### Data for the task ###

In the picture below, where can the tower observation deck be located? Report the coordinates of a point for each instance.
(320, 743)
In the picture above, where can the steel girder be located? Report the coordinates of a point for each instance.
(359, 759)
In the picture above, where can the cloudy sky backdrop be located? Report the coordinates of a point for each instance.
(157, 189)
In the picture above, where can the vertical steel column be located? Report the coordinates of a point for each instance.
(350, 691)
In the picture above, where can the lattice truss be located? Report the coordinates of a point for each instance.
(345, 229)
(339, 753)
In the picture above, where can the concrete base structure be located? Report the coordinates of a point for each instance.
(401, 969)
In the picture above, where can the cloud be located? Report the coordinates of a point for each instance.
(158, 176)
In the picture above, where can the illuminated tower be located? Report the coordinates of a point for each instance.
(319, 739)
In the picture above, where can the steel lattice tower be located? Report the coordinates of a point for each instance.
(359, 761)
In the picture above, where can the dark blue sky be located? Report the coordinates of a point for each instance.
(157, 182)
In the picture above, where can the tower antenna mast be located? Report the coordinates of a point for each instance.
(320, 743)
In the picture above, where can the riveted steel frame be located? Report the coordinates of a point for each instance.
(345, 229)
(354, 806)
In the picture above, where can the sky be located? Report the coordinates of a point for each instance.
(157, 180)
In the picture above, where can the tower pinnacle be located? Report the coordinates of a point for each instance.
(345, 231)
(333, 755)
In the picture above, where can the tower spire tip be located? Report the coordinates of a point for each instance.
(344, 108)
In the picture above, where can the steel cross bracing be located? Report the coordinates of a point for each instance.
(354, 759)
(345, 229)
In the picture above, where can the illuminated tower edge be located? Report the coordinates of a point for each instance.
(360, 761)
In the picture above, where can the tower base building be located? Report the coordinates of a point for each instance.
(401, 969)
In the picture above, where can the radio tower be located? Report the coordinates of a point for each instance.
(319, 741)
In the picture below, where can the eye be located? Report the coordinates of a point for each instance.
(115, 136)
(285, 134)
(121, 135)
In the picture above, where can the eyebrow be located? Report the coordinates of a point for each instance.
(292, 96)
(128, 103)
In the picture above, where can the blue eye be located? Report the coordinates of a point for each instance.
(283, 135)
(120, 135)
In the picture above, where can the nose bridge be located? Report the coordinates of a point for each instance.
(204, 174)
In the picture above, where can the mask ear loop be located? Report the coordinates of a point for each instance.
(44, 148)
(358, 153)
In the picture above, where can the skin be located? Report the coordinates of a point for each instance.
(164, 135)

###

Required work
Set down, unchanged, the line that contains "In the picture below, where can the eye" together with every later line in the records, through the last one.

Task solution
In the picture below, where can the eye be located? Report the coordinates of a point for each instance.
(115, 136)
(285, 134)
(121, 135)
In the picture above, where can the eyebrow be located? Report the coordinates of a point for each instance.
(292, 96)
(128, 103)
In the picture above, where can the blue eye be located? Report the coordinates of a point for each instance.
(283, 135)
(120, 135)
In the picture above, where can the nose bridge be located? Report the coordinates of a point for each instance.
(204, 174)
In the picture above, where can the mask ear loop be located? Report the coordinates of a point for each instance.
(44, 148)
(358, 153)
In the picture above, where can the skin be located? Report the coordinates of a point for each instance.
(164, 135)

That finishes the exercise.